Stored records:
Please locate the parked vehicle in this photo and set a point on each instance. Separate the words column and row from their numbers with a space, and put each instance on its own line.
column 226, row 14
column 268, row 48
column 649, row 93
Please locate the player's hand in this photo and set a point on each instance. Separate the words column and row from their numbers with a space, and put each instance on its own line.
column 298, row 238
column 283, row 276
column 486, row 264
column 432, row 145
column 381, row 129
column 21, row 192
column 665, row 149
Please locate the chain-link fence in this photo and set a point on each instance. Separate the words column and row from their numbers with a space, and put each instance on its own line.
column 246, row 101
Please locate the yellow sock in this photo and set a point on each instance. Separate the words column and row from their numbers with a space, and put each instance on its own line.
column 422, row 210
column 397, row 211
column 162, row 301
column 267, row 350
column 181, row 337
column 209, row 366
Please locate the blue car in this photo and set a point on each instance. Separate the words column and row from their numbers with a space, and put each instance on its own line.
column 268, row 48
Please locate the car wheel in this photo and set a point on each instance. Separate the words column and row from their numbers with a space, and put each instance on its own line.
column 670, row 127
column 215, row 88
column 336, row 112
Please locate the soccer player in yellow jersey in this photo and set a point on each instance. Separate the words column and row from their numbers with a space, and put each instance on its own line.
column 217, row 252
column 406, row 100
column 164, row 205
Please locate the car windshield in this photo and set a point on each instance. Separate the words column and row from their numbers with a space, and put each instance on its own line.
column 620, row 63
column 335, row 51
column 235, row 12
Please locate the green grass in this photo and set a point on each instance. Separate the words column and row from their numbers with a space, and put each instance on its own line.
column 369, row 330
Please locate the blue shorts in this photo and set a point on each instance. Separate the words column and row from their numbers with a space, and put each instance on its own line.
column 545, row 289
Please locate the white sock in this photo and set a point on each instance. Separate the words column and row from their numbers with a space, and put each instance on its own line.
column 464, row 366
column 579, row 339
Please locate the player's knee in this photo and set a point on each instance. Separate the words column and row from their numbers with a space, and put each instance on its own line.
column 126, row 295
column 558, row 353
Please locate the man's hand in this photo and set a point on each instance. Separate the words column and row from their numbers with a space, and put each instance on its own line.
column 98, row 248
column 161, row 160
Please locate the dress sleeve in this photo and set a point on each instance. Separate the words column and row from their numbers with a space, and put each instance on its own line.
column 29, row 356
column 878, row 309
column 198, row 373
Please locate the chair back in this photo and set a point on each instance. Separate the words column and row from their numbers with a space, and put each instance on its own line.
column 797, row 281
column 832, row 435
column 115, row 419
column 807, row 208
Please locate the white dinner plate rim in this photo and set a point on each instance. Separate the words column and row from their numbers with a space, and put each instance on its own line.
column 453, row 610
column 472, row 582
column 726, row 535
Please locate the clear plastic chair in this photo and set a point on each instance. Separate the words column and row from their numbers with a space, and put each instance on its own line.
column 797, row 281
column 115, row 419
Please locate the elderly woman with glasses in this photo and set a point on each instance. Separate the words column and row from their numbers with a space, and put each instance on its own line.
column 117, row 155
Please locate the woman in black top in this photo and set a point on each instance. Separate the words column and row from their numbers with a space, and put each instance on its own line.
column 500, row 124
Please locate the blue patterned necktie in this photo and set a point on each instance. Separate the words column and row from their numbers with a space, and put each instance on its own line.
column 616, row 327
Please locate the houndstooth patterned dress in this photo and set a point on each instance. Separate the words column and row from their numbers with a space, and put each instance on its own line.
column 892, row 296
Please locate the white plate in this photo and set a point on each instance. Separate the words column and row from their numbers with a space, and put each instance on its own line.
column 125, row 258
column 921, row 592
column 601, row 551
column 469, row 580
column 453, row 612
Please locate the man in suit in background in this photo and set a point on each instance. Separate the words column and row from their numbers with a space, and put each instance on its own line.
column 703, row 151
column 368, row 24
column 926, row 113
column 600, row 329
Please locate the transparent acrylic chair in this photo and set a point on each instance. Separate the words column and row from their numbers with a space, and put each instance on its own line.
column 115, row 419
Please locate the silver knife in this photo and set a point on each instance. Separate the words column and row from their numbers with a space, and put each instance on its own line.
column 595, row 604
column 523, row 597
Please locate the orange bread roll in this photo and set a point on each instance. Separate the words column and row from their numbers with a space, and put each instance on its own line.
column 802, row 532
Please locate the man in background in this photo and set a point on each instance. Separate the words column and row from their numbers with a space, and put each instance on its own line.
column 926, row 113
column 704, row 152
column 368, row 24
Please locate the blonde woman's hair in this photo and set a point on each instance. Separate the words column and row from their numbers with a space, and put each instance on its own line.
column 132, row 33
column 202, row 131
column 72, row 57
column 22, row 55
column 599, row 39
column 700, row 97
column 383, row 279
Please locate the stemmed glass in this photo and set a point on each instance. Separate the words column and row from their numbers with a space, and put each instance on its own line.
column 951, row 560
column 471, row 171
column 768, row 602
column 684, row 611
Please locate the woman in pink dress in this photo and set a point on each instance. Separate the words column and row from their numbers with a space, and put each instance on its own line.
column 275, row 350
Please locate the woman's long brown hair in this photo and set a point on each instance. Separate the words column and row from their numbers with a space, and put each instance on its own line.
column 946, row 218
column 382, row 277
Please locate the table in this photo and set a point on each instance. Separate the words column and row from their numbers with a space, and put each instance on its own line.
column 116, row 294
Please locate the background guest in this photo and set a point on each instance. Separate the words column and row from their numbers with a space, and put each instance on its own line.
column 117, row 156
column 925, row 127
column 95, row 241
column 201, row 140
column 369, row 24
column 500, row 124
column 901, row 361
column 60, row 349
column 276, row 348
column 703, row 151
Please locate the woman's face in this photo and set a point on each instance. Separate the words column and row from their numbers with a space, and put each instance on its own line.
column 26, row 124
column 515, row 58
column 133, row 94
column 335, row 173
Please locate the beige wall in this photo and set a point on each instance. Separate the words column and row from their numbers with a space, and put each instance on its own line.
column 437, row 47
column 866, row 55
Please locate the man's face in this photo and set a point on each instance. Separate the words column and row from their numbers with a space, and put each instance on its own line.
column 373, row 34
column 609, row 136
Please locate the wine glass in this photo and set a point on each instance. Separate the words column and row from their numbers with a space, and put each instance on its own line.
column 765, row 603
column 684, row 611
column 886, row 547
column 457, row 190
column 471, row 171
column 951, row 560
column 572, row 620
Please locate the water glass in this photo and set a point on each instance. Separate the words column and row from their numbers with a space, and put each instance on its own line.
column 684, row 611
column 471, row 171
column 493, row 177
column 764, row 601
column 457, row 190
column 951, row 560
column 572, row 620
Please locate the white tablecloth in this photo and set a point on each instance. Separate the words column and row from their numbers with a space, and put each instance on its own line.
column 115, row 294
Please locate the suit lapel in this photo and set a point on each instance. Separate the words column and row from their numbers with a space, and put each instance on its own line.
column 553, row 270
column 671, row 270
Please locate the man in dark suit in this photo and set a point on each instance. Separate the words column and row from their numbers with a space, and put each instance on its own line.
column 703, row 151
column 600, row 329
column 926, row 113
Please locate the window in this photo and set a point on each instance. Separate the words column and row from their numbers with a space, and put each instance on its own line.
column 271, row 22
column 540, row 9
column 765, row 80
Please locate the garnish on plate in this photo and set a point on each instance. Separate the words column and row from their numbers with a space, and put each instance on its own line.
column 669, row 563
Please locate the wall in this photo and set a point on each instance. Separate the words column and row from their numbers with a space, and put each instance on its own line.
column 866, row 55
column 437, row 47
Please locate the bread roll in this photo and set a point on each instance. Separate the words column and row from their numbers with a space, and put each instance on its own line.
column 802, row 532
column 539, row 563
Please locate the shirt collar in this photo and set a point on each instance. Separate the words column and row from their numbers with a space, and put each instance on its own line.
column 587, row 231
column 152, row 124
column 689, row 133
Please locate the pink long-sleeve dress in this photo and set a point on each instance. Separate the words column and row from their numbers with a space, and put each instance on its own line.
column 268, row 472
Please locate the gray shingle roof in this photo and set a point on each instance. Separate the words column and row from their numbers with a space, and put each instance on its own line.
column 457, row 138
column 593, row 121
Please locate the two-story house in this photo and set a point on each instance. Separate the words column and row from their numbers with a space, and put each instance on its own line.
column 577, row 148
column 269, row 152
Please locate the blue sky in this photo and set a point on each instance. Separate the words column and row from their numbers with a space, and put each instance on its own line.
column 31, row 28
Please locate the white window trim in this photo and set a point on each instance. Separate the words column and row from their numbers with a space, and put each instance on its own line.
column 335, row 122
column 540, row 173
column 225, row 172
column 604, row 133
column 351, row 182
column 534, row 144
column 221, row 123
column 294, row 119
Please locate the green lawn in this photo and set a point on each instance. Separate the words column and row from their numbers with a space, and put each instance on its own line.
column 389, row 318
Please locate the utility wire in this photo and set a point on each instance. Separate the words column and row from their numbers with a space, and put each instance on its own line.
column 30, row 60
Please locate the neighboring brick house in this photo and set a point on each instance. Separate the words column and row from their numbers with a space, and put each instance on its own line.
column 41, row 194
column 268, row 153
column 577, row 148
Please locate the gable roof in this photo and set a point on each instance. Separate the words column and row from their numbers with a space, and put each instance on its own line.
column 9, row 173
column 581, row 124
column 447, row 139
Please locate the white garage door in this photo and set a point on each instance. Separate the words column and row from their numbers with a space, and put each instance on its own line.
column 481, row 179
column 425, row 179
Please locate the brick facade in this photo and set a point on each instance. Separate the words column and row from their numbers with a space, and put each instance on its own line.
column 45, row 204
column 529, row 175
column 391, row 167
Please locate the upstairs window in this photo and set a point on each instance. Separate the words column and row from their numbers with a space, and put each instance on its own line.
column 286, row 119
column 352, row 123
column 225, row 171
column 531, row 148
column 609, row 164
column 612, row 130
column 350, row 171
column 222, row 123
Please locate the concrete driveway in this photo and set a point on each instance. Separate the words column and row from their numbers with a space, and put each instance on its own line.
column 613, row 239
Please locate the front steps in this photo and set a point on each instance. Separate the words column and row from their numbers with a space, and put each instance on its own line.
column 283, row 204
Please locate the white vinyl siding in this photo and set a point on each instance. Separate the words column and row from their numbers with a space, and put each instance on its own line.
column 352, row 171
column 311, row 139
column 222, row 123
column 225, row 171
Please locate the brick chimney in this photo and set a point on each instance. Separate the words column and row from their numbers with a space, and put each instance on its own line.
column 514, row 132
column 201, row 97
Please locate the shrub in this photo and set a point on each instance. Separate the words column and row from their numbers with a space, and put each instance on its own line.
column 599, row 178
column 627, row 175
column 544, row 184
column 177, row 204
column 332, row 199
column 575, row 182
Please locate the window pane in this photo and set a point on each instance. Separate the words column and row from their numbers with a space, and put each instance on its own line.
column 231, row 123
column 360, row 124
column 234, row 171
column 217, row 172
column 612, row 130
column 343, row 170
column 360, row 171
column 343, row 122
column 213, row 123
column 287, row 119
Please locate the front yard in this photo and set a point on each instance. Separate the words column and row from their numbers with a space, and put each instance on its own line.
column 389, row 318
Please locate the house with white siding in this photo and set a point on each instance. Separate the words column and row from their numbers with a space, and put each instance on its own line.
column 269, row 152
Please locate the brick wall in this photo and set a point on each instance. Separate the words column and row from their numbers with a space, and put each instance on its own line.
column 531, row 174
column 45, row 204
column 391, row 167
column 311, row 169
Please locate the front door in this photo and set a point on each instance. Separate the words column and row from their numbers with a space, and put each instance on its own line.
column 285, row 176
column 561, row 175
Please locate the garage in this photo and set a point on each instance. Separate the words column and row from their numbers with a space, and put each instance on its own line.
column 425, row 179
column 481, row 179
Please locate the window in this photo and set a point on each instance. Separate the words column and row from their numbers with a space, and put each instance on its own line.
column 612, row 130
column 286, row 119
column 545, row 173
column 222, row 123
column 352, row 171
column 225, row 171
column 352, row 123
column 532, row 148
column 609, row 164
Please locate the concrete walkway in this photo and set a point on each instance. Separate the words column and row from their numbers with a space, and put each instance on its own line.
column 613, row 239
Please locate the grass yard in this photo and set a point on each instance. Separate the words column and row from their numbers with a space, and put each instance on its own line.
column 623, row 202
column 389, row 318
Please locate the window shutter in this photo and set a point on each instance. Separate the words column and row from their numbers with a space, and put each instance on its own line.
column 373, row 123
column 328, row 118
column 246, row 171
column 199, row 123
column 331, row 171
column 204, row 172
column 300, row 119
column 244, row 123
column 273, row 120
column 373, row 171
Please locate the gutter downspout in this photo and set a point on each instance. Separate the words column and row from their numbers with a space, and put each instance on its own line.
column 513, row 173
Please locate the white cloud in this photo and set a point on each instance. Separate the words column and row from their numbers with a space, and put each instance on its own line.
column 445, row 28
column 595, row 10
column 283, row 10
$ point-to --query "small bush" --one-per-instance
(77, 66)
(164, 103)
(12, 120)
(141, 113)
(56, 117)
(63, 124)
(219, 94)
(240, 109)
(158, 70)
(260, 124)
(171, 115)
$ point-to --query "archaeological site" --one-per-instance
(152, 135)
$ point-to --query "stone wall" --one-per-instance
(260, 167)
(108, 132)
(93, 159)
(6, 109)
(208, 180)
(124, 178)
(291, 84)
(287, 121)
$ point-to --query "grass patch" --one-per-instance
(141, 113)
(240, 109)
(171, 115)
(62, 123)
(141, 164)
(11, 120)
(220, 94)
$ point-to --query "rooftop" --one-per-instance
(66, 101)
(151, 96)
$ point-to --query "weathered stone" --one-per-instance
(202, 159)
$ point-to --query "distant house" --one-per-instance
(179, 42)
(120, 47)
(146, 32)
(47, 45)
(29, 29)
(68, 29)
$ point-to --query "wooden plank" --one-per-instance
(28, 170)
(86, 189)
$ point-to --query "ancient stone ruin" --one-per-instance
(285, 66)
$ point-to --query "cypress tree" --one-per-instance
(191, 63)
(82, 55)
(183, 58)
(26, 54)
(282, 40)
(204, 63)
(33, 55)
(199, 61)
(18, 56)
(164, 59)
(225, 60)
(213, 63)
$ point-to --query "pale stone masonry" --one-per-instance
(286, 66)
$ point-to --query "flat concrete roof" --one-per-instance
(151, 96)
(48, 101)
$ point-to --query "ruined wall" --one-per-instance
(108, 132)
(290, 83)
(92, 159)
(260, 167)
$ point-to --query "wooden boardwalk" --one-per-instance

● **AIM OF THE TASK**: Lay out the entries as a numbered list, from the start up to and including the line with "column 649, row 93". Omit any blank lines.

● **WORKED ANSWER**:
1. Please locate the parked vehicle in this photo and set a point on each instance. Separate the words column and row from their numbers with a space, and put each instance on its own line.
2. column 226, row 14
3. column 268, row 48
4. column 649, row 93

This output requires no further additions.